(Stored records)
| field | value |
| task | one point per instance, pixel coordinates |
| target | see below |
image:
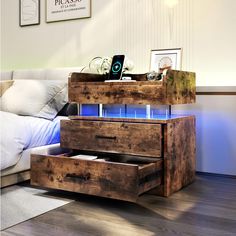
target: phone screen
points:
(116, 67)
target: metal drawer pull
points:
(105, 137)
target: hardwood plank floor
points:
(207, 207)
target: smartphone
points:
(116, 67)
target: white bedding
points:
(19, 133)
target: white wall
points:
(216, 132)
(205, 29)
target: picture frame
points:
(61, 10)
(29, 12)
(166, 59)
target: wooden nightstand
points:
(134, 155)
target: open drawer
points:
(111, 176)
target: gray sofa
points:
(20, 171)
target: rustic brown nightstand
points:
(135, 155)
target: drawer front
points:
(116, 137)
(101, 178)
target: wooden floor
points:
(207, 207)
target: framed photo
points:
(59, 10)
(165, 59)
(29, 12)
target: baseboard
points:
(14, 178)
(216, 175)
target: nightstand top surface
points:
(163, 119)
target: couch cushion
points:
(4, 85)
(39, 98)
(60, 73)
(6, 75)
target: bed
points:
(31, 107)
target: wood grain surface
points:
(116, 137)
(177, 87)
(101, 178)
(206, 207)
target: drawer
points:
(115, 137)
(118, 177)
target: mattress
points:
(22, 133)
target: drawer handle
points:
(105, 137)
(82, 177)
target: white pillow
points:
(40, 98)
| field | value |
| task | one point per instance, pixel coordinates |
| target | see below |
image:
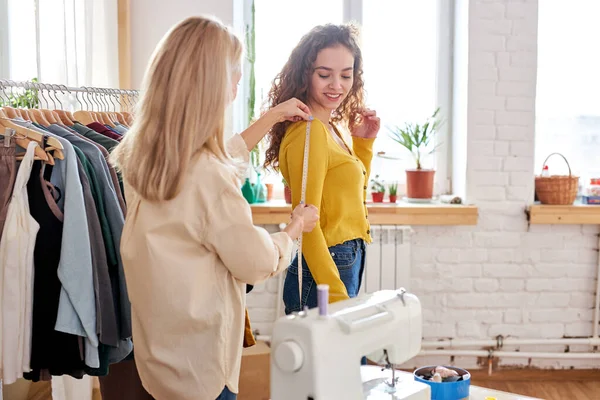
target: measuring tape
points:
(303, 201)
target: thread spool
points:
(323, 299)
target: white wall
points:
(500, 277)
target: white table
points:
(475, 393)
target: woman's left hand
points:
(369, 126)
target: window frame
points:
(353, 11)
(4, 41)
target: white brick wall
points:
(500, 277)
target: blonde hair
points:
(186, 90)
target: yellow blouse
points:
(337, 184)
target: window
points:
(567, 105)
(402, 64)
(70, 42)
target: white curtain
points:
(70, 42)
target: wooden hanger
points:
(52, 143)
(62, 117)
(65, 117)
(121, 119)
(25, 114)
(38, 117)
(12, 112)
(23, 142)
(85, 117)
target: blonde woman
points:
(189, 246)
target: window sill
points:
(577, 214)
(277, 212)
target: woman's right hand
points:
(304, 219)
(291, 110)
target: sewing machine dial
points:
(289, 356)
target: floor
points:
(544, 384)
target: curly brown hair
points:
(295, 77)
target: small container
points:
(458, 390)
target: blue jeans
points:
(227, 395)
(349, 257)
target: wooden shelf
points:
(402, 213)
(577, 214)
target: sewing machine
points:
(315, 354)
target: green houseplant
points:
(393, 191)
(377, 189)
(418, 140)
(28, 99)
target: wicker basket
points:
(557, 189)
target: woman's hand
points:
(304, 219)
(291, 110)
(369, 125)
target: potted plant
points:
(417, 139)
(392, 190)
(287, 192)
(377, 189)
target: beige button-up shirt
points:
(186, 263)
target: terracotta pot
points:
(377, 197)
(287, 192)
(419, 183)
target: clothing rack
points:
(93, 97)
(6, 83)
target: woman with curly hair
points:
(325, 72)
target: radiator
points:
(387, 264)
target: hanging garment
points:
(106, 145)
(77, 309)
(8, 173)
(105, 131)
(114, 215)
(58, 352)
(16, 276)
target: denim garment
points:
(350, 260)
(227, 395)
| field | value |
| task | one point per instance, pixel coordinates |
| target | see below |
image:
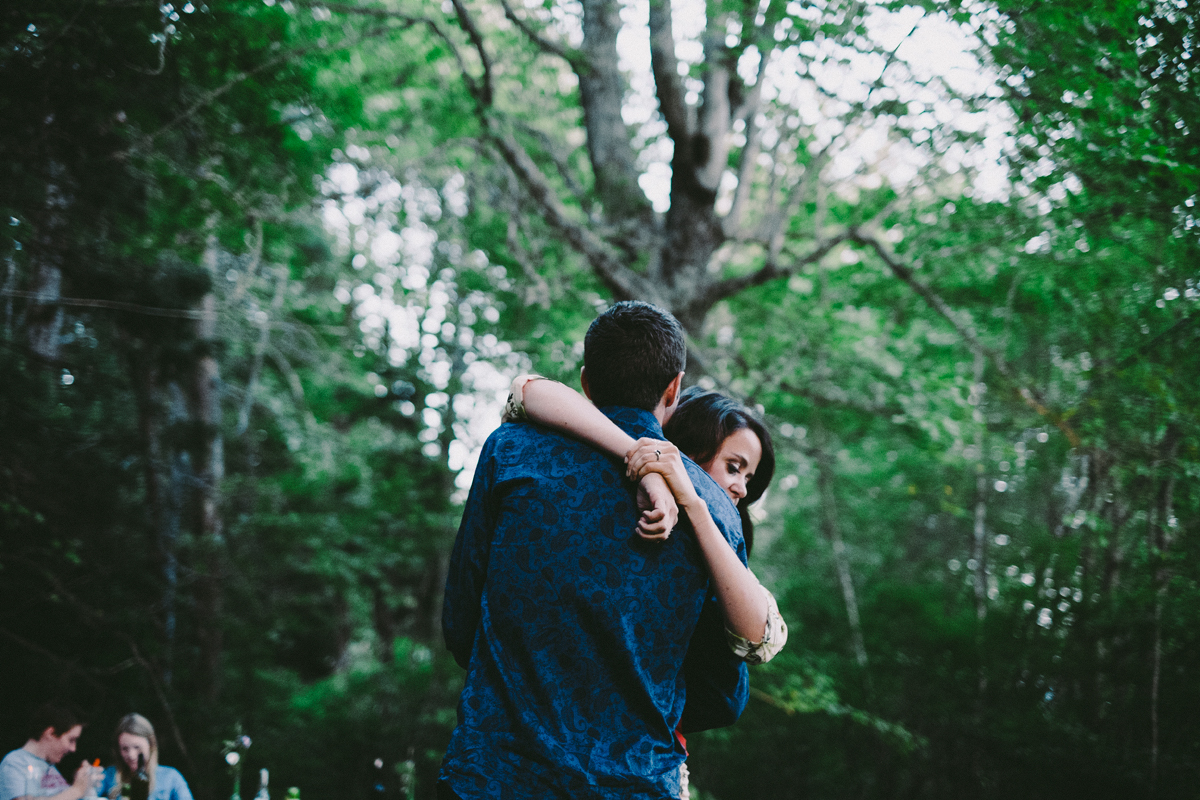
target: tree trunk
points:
(832, 529)
(209, 473)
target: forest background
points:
(269, 265)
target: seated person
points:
(133, 738)
(31, 773)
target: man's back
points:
(573, 630)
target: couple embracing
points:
(592, 635)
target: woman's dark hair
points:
(702, 421)
(58, 717)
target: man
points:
(31, 771)
(574, 630)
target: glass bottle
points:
(139, 783)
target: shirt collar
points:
(635, 421)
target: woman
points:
(135, 738)
(727, 443)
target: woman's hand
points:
(653, 456)
(658, 506)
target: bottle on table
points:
(139, 785)
(263, 794)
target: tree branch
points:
(211, 96)
(85, 302)
(623, 282)
(601, 92)
(541, 42)
(486, 94)
(664, 65)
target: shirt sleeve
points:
(179, 789)
(468, 563)
(12, 780)
(773, 638)
(718, 680)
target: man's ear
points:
(671, 396)
(583, 382)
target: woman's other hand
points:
(658, 457)
(658, 506)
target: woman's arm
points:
(743, 599)
(559, 407)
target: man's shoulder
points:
(527, 443)
(21, 756)
(720, 506)
(169, 774)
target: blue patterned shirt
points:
(574, 631)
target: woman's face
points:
(130, 744)
(735, 462)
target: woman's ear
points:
(671, 396)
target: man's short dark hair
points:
(631, 353)
(55, 716)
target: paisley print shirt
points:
(574, 631)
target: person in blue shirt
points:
(135, 737)
(581, 638)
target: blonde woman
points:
(132, 739)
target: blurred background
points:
(269, 265)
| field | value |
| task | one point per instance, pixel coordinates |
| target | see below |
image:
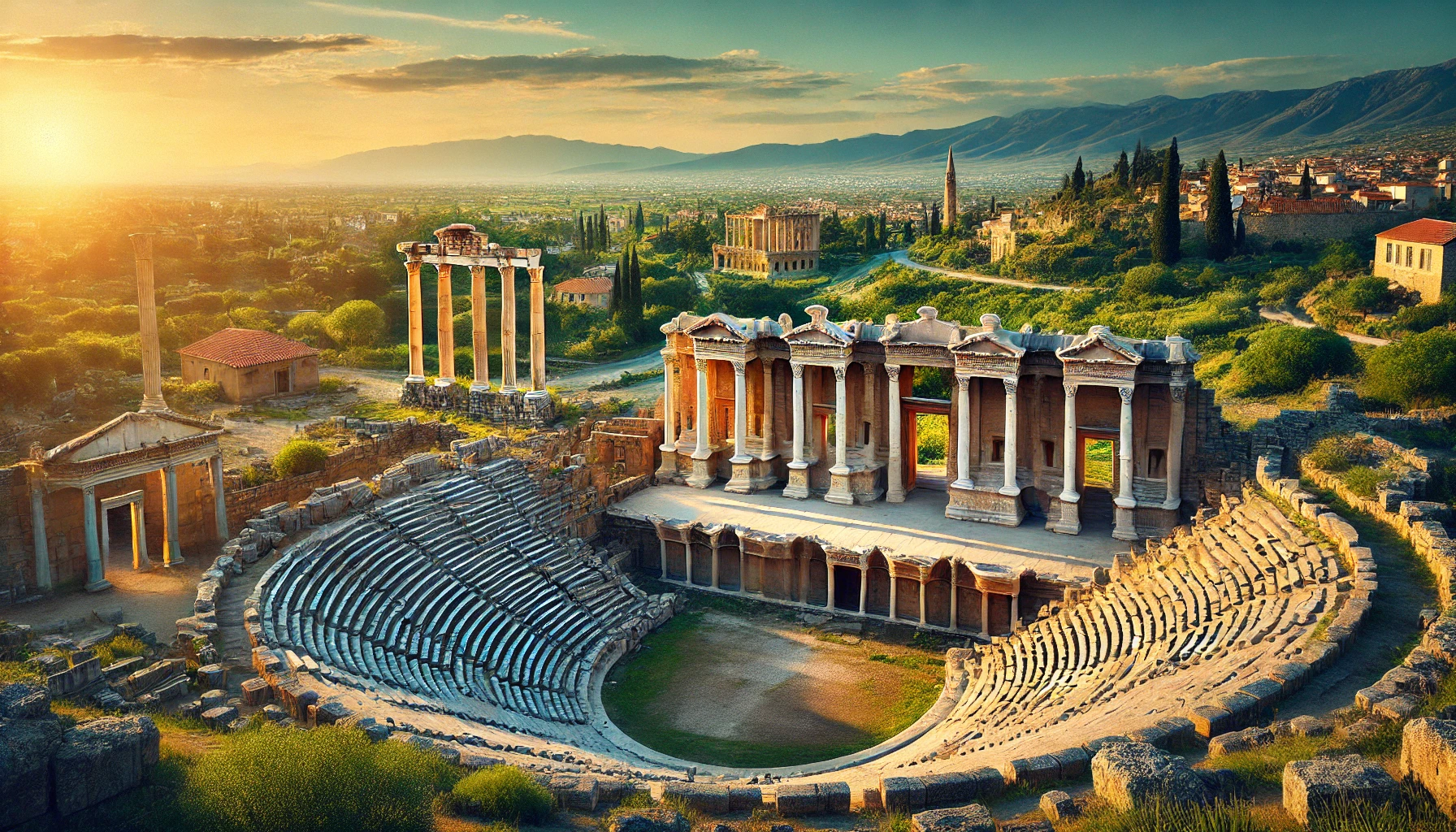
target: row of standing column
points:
(479, 327)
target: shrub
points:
(1286, 359)
(325, 780)
(356, 324)
(301, 457)
(1419, 370)
(505, 793)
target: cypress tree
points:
(1167, 228)
(1219, 229)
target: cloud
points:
(513, 24)
(154, 49)
(731, 75)
(961, 84)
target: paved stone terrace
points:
(916, 528)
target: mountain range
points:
(1244, 121)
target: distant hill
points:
(483, 159)
(1343, 112)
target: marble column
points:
(444, 325)
(740, 414)
(895, 479)
(840, 418)
(963, 431)
(42, 549)
(219, 497)
(479, 330)
(1178, 395)
(1009, 449)
(172, 545)
(507, 328)
(417, 328)
(95, 569)
(538, 277)
(769, 449)
(702, 416)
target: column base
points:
(1124, 523)
(798, 487)
(985, 507)
(704, 474)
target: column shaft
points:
(417, 327)
(963, 431)
(895, 477)
(444, 325)
(507, 328)
(479, 328)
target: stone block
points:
(102, 758)
(1057, 806)
(1129, 774)
(1311, 786)
(902, 795)
(1428, 756)
(973, 817)
(25, 768)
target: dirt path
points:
(1388, 633)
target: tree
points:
(356, 324)
(1165, 222)
(1219, 229)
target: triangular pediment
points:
(130, 431)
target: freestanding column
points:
(740, 414)
(147, 317)
(417, 327)
(507, 328)
(172, 547)
(1176, 424)
(444, 327)
(702, 417)
(219, 499)
(1069, 444)
(1124, 452)
(538, 328)
(895, 486)
(1009, 452)
(963, 431)
(479, 328)
(840, 417)
(95, 569)
(769, 448)
(42, 549)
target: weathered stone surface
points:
(1127, 774)
(102, 758)
(1428, 756)
(25, 768)
(1057, 806)
(973, 817)
(1311, 786)
(656, 819)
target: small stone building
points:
(251, 365)
(1420, 257)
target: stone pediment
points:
(130, 431)
(928, 328)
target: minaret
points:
(951, 209)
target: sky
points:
(121, 91)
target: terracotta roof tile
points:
(248, 349)
(1423, 231)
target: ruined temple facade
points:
(829, 411)
(769, 242)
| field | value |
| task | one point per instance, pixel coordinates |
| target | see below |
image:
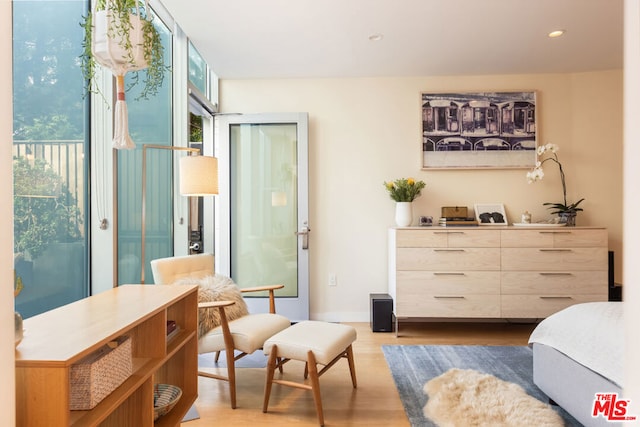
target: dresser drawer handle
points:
(448, 274)
(556, 274)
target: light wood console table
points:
(57, 339)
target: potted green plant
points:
(120, 36)
(404, 191)
(566, 211)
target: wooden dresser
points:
(495, 271)
(57, 339)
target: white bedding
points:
(590, 333)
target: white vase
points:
(112, 50)
(404, 214)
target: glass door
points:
(264, 228)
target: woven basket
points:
(165, 397)
(97, 375)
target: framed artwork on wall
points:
(479, 130)
(490, 214)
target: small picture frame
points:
(490, 214)
(426, 221)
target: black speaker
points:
(381, 312)
(615, 292)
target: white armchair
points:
(245, 334)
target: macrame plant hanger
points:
(111, 50)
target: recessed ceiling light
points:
(556, 33)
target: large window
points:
(150, 123)
(50, 155)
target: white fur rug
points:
(465, 397)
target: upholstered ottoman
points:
(312, 342)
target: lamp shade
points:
(198, 175)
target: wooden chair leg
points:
(352, 366)
(230, 356)
(271, 367)
(315, 385)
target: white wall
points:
(368, 130)
(7, 355)
(632, 200)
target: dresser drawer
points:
(553, 282)
(554, 238)
(418, 284)
(540, 306)
(451, 237)
(472, 238)
(552, 259)
(448, 259)
(486, 306)
(420, 239)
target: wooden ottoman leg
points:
(315, 384)
(352, 366)
(271, 367)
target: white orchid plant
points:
(549, 152)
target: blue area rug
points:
(257, 359)
(414, 365)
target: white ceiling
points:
(330, 38)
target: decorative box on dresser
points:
(495, 271)
(56, 340)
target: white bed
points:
(577, 353)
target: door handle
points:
(304, 232)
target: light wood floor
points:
(374, 403)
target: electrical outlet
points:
(333, 279)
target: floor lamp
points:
(198, 176)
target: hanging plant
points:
(120, 36)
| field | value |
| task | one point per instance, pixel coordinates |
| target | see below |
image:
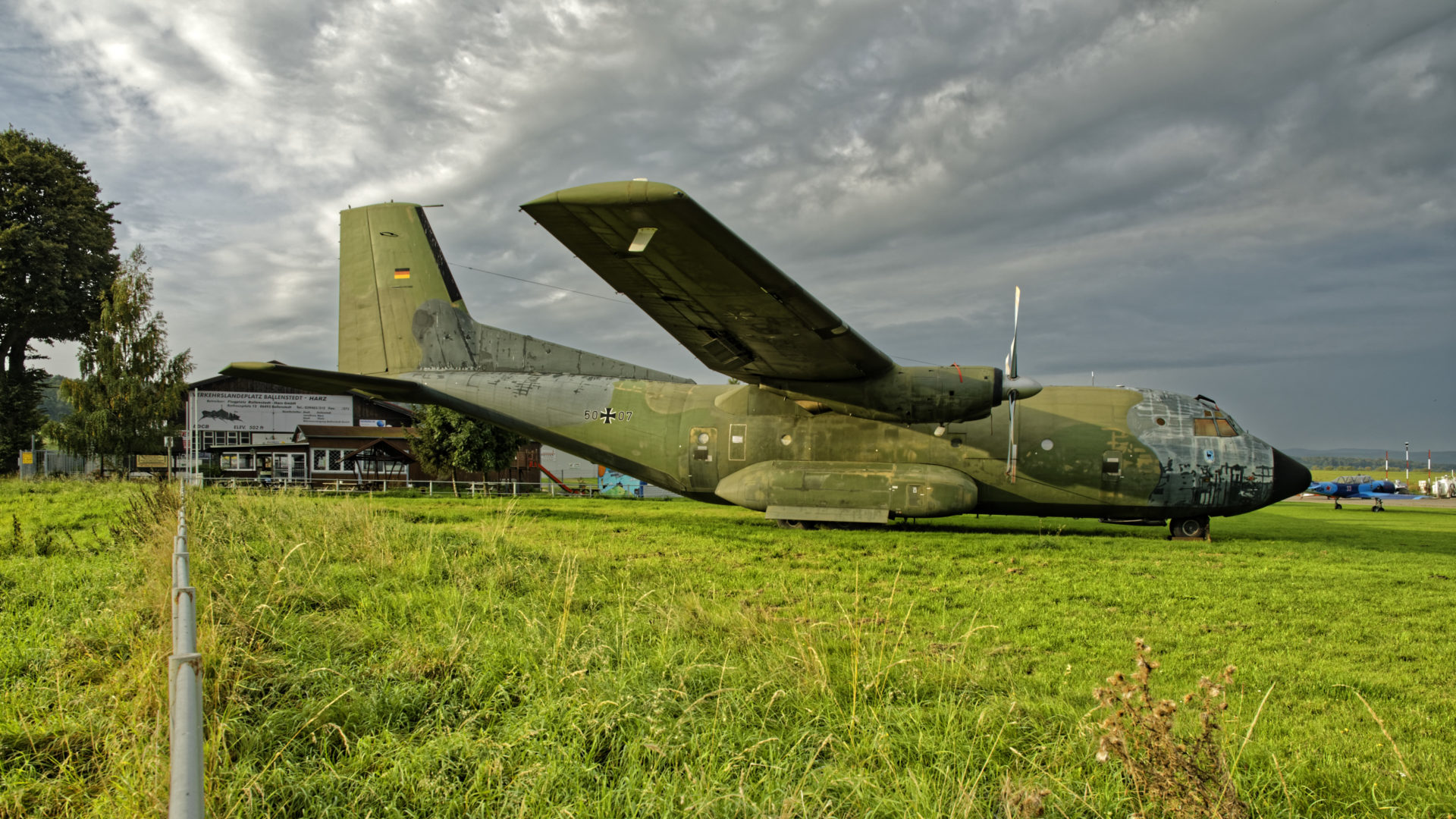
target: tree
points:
(446, 441)
(55, 261)
(128, 390)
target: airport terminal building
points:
(251, 430)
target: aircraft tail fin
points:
(400, 309)
(389, 265)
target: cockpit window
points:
(1213, 428)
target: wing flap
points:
(730, 306)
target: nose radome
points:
(1291, 477)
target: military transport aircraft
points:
(823, 428)
(1359, 487)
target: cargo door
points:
(702, 458)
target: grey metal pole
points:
(185, 675)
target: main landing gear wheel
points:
(1188, 528)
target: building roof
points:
(382, 449)
(308, 431)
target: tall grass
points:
(438, 657)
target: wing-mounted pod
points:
(908, 395)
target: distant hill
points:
(1369, 458)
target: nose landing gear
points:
(1188, 528)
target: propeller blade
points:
(1011, 439)
(1015, 319)
(1012, 391)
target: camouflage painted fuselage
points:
(1097, 452)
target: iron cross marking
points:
(609, 414)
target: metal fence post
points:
(185, 676)
(184, 686)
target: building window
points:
(329, 460)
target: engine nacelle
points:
(909, 395)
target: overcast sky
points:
(1253, 200)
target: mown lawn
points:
(587, 657)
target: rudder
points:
(389, 265)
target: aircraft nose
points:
(1291, 477)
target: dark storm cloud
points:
(1250, 197)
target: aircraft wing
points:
(1385, 496)
(730, 306)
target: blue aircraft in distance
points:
(1359, 487)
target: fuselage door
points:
(702, 458)
(1111, 475)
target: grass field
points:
(585, 657)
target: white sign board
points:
(270, 411)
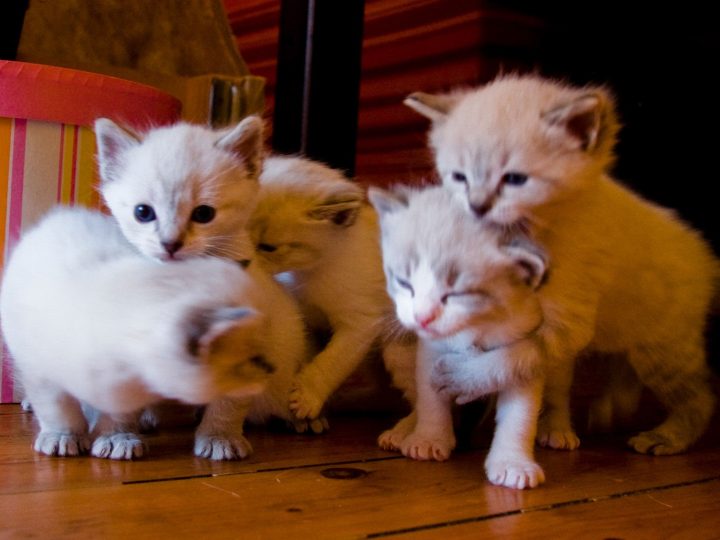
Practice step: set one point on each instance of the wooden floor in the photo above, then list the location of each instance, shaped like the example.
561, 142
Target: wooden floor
340, 485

WORK TO COMPLETE: Although the records above contain pictures, the copy should hold only the lines from their start through the line containing "target: window frame", each exactly as written, and none of the pictures.

TASK ANSWER:
| field | value |
| task | one point per instance, pixel coordinates |
| target | see below |
image:
target: phone screen
points:
(116, 67)
target: metal drawer pull
points:
(105, 137)
target: hardwood plank floor
points:
(207, 207)
target: smartphone
points:
(116, 67)
target: white bedding
points:
(19, 133)
target: white wall
points:
(216, 132)
(205, 29)
target: picture frame
points:
(61, 10)
(29, 12)
(166, 59)
target: wooden nightstand
points:
(134, 155)
target: open drawer
points:
(111, 176)
target: gray sofa
points:
(20, 171)
target: rustic brown nightstand
points:
(135, 155)
target: drawer front
points:
(116, 137)
(101, 178)
target: wooden floor
points:
(207, 207)
target: framed photo
points:
(59, 10)
(165, 59)
(29, 12)
target: baseboard
points:
(14, 178)
(216, 175)
target: nightstand top surface
points:
(163, 119)
target: couch cushion
points:
(4, 85)
(39, 98)
(60, 73)
(6, 75)
target: bed
points:
(31, 107)
target: wood grain surface
points:
(116, 137)
(177, 87)
(101, 178)
(206, 207)
target: drawer
points:
(115, 137)
(118, 177)
target: mattress
points:
(22, 133)
target: drawer handle
points:
(105, 137)
(82, 177)
target: white pillow
points:
(40, 98)
| field | value |
| task | one point per instance, pixel coordinates |
| target | see below |
image:
target: measuring tape
points:
(303, 201)
target: thread spool
points:
(323, 299)
target: white wall
points:
(500, 277)
target: white table
points:
(475, 393)
target: woman's left hand
points:
(369, 126)
target: window frame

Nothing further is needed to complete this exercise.